### DOCUMENT SECTION
Healthy Alternatives to White Flour
For years, white flour has been a staple in households across the World. From breads, pastas, pizzas and pastry – it is everywhere. White flour is refined to the point that it is stripped off all fiber, vitamins and minerals – it provides empty calories. Foods high in white flour have a high glycemic index and cause sudden spikes in blood sugar levels. Regular consumption of white flour is thus linked to overeating, insulin resistance and other modifiable diseases. Luckily, recent and ongoing advancements in Nutrition make it possible for us to enjoy the ease and taste of staple foods without the use of white flour. I don’t remember the last time I consumed white flour! In this article, I will guide you through a few major healthy alternatives to white flour.
Made purely of almonds, Almond flour is fit for paleo and gluten free cooking. A ¼ cup serving is 150 calories, contains 6 grams of carbs and 3 grams of fiber. With just 3 grams net carbs per serving, it is a great option for low carb diets. Almonds are a great source of Vitamin E which promotes healthy glowing skin and prevents inflammation.
Tigernut is a holy grail for people with nut allergies. Though its name suggests otherwise, Tigernut is a root vegetable and not a nut. A 1/4th cup serving provides a whooping 10 grams of fiber and 7 grams of heart healthy oleic acid and monounsaturated fats which benefit against bad low density lipoproteins (LDL) and cholesterol.
Coconut is a superfood we all are grateful for and you can reap its benefits in flour form too! Coconut flour is low carb and provides 10 grams fiber, 6 grams of protein and 20% of your daily iron needs. Moreover, it packs medium chain triglycerides (MCTs) which are known to protect against heart disease. I love baking with coconut flour as it has a mildly sweet taste.

(Records in a dataset)

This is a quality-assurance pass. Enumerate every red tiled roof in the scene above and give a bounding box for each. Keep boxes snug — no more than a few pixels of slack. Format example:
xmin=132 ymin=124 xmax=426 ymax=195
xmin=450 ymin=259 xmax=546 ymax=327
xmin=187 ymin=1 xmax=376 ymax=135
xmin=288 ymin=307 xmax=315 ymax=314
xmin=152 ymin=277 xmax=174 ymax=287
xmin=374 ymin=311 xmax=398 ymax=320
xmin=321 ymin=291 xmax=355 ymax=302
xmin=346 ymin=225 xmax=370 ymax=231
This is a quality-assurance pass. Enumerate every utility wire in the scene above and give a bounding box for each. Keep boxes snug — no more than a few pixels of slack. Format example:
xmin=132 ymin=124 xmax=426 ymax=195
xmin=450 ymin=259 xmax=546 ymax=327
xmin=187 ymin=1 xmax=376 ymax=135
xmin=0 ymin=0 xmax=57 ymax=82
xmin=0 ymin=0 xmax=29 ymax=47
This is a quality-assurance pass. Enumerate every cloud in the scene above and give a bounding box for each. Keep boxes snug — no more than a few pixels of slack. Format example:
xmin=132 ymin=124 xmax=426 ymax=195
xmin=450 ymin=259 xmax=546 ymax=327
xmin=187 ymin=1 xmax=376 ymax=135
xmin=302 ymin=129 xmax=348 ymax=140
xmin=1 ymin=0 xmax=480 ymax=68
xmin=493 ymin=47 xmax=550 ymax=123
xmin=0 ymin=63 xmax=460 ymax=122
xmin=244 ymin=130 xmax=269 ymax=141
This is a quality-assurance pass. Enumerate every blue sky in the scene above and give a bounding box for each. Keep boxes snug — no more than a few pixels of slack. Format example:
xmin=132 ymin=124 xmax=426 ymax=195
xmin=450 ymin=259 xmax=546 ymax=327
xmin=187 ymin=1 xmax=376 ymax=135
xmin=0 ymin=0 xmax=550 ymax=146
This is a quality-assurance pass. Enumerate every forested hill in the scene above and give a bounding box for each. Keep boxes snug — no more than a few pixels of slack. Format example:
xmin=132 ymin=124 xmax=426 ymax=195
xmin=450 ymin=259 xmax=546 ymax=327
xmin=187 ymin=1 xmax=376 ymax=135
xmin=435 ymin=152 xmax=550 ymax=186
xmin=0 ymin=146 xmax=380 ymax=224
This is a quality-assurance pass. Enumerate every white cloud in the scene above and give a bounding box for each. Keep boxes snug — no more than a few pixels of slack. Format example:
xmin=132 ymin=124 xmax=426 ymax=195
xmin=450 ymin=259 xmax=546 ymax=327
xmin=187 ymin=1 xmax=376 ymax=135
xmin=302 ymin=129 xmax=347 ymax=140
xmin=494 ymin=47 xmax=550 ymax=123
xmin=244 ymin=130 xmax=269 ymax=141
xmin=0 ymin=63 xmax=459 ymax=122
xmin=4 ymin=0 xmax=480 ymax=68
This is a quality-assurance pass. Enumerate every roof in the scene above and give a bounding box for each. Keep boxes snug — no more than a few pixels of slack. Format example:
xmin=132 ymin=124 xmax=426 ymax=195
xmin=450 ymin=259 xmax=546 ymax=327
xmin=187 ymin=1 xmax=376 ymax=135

### DESCRIPTION OF THE TASK
Extract the part of the article on white flour alternatives between "Tigernut is a holy" and "(LDL) and cholesterol.", inclusive, copying it word for word. The records aren't needed for anything here.

### EXERCISE SOLUTION
Tigernut is a holy grail for people with nut allergies. Though its name suggests otherwise, Tigernut is a root vegetable and not a nut. A 1/4th cup serving provides a whooping 10 grams of fiber and 7 grams of heart healthy oleic acid and monounsaturated fats which benefit against bad low density lipoproteins (LDL) and cholesterol.